*** RECORDS FOR THIS TASK

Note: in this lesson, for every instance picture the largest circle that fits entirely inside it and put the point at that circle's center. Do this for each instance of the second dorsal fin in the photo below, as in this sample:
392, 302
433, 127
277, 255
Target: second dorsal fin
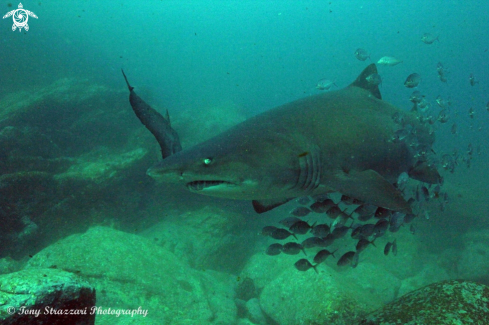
362, 81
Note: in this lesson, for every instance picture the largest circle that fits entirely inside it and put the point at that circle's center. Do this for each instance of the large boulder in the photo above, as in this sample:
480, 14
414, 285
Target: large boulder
205, 238
446, 302
129, 271
341, 295
45, 296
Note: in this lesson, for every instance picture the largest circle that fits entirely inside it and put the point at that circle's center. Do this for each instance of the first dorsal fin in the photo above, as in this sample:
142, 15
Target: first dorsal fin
362, 82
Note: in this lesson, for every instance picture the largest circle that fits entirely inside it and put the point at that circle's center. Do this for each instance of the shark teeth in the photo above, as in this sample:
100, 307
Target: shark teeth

******

At the line with "of the first", begin reproducing the material above exactly, and continue through its last line.

Note: in this lesson, for every instance picture the largest circle that fits entirely inside it and put the point at that circle's center. Do this for each instance of the first dorsal fin in the photo above, as in this sample:
142, 15
Target: first dorsal fin
362, 82
Note: in this lesson, for every instance picture the largest circle that fits entirely inside it and put the point at that circle's center. Do this for each instance of the shark teeth in the photo above, as in this sample:
100, 307
Target: shark teeth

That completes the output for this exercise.